-- What needs to be done --
Gather each line of the records where "painted" appears.

(Dataset entries)
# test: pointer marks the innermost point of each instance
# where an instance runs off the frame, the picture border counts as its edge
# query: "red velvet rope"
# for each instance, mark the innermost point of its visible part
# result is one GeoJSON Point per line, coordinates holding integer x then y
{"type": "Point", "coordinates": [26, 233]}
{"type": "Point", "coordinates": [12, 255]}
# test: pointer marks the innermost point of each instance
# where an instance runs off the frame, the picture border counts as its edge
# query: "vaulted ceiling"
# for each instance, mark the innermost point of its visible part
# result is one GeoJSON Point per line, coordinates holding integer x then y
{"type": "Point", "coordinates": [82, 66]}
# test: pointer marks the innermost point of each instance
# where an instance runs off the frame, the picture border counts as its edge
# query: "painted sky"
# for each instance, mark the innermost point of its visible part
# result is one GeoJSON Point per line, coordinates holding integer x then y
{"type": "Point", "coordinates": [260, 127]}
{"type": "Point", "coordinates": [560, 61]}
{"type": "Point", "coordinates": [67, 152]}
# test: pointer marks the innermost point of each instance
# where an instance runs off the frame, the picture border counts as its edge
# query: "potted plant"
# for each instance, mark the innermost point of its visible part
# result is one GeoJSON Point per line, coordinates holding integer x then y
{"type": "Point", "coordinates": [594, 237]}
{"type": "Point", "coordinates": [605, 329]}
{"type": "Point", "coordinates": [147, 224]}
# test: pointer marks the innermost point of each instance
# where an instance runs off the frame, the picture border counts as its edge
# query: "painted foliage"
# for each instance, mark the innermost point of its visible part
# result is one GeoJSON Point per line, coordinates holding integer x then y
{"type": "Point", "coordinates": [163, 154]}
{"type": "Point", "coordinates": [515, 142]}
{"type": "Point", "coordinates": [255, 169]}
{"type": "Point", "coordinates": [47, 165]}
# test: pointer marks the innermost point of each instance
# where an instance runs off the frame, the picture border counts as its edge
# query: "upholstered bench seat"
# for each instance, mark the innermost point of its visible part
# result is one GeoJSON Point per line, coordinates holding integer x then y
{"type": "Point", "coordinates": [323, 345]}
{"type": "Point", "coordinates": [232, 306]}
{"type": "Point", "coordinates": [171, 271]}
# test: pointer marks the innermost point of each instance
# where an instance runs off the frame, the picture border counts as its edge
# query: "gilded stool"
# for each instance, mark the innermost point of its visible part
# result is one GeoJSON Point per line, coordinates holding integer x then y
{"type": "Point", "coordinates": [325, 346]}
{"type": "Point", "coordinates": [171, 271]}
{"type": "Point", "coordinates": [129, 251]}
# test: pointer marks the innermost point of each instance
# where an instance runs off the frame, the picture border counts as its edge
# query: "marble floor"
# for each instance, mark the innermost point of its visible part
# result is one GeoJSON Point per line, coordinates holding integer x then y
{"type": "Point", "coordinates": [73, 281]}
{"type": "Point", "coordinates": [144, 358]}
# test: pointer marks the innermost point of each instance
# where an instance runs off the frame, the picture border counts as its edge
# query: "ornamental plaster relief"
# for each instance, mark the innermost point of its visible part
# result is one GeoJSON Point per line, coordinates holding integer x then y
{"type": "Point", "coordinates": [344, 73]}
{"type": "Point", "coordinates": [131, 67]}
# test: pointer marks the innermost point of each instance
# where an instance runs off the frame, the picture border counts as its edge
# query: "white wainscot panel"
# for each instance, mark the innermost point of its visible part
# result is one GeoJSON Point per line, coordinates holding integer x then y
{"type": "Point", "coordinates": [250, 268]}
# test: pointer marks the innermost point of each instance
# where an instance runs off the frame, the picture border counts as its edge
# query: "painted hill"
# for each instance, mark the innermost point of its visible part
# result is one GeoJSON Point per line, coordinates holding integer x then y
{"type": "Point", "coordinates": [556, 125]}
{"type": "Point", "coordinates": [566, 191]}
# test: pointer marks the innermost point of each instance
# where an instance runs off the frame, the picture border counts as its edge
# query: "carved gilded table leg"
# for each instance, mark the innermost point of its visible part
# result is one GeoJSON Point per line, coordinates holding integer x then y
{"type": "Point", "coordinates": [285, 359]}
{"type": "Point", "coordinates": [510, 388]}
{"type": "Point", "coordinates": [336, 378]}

-- Written answer --
# query: "painted sky"
# query: "painted foliage"
# query: "painted hill"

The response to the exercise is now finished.